**Short task**
Write out all of the data without omission, exactly as shown.
:: Information provided
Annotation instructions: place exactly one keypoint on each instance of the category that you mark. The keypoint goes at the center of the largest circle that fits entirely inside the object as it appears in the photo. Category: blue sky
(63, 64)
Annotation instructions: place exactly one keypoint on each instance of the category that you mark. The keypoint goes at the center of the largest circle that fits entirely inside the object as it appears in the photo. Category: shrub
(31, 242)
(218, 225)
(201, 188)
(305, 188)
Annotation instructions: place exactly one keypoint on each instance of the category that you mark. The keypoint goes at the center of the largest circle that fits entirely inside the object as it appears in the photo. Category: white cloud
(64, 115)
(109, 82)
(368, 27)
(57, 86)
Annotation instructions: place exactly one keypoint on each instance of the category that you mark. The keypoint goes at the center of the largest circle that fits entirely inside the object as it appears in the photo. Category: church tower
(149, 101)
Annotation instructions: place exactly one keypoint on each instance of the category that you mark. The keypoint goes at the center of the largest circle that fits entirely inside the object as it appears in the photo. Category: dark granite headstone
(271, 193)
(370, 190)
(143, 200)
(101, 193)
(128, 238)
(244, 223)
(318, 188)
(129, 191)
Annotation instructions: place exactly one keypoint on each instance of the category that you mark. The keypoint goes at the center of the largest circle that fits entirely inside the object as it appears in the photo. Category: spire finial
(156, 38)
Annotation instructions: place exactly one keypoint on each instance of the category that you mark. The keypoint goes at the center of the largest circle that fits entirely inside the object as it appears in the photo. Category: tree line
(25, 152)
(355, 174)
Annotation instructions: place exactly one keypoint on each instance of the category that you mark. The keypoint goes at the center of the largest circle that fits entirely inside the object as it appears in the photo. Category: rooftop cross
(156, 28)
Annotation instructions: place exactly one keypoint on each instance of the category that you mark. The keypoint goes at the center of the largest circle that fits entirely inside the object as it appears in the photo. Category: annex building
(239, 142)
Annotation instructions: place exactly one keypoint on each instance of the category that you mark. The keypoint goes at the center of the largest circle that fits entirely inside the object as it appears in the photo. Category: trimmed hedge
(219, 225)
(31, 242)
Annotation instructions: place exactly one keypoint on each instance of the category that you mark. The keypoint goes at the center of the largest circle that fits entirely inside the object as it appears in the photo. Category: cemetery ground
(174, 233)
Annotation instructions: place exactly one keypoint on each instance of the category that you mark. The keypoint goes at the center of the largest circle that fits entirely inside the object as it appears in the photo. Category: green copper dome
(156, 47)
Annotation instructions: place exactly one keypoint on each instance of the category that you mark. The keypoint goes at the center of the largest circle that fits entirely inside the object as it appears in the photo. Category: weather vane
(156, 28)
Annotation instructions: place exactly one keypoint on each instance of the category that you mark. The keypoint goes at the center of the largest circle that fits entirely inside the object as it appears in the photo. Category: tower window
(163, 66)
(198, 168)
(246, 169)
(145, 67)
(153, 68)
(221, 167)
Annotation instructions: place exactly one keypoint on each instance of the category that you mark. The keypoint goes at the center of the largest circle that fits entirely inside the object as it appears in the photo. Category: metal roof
::::
**Result**
Annotation instructions: place exactly one keypoint on each instance of the category that you mark. The keypoint goes at the center of the largest circle that fits entirely inside the object as it appears in the photo. Category: blue sky
(63, 64)
Annotation instructions: place exactly one keypoint on each instance of the category that you mark. The keypoint goes at the center of the largest circle that fits entirely inside the object as it appears in the photo. Category: shrub
(31, 242)
(218, 225)
(201, 188)
(305, 188)
Annotation instructions: place exactly one keypoint on each instance of the category that you mark. The keypoint goes at the center of the largest circle that fits entirely inside the object as it appears in the photo. Category: white cloud
(64, 115)
(109, 82)
(368, 27)
(57, 86)
Annotation instructions: place exactly one keypoint on each instance of the category that you mark. The keypoint goes at the center of the largest circle that fits entirely inside the object as it appears in the photo. Category: church tower
(149, 101)
Annotation instructions: place exactly one keypoint on each instance of the category that you mark. The keypoint goes at the center of the largest circle that fits entirely inside the object as it appears in the photo. Category: dark granite headstone
(271, 193)
(370, 190)
(143, 200)
(101, 193)
(128, 238)
(244, 223)
(318, 188)
(129, 191)
Annotation instructions: place exactly one keypoint on each instance of the category that you mark. The keypoint goes at the center of the largest circle that fits entirely inside the object as it appears in the photo. Category: spire finial
(156, 38)
Annotation instructions: place exactly one keypoint on each instance of the category that you mark. The keypoint goes at the center of the largest circle that fits entirely inside the object as it appears in the photo. Category: tree line
(25, 152)
(355, 174)
Annotation instructions: place exactly one keypoint on each instance of the category that you mark. The keypoint goes at the center of the largest circle that fits entirely inside the object as it appears in the photo. Category: rooftop cross
(156, 28)
Annotation instructions: place exactly one keypoint on each instance of the category that you mark. The keypoint goes at the center of the largest circle that fits entirely inside the object as it appears in the photo. Category: annex building
(239, 142)
Annotation instructions: place exactly one keypoint on each instance of the category that you mark. The keypoint goes at the center of the largest circle that fits entirely inside the object as it appears in the photo. Category: trimmed hedge
(219, 225)
(31, 242)
Annotation instructions: place exactly one keypoint on each instance of the category that you mark. The keypoint goes at the center of the largest circle that fits entirely inside the object as it appears in the photo. Category: cemetery ground
(174, 233)
Annotation instructions: place exactly one keypoint on each instance of the category that you mark. The keypoint goes at the center of the largest circle that fits entirely inside the object as it appears in the photo. Category: green copper dome
(156, 47)
Annotation instructions: place exactly one keypoint on each instance of the category that you mark. The keypoint goes at the center of the largest circle that fits entirely inside the object as it appears in the photo. Category: weather vane
(156, 28)
Annotation instructions: place exactly one keypoint on each instance of the category that you mark. The keypoint goes at the center of the largest circle that fits entirely inside the object as it appears in the photo. Category: tower window
(163, 66)
(198, 168)
(246, 169)
(145, 67)
(153, 68)
(221, 167)
Annotation instructions: place exactly one keypoint on each instance of the category that you mark. The keypoint goes at the center of the largest circle that fits entirely inside the object as it appears in the photo. Category: metal roof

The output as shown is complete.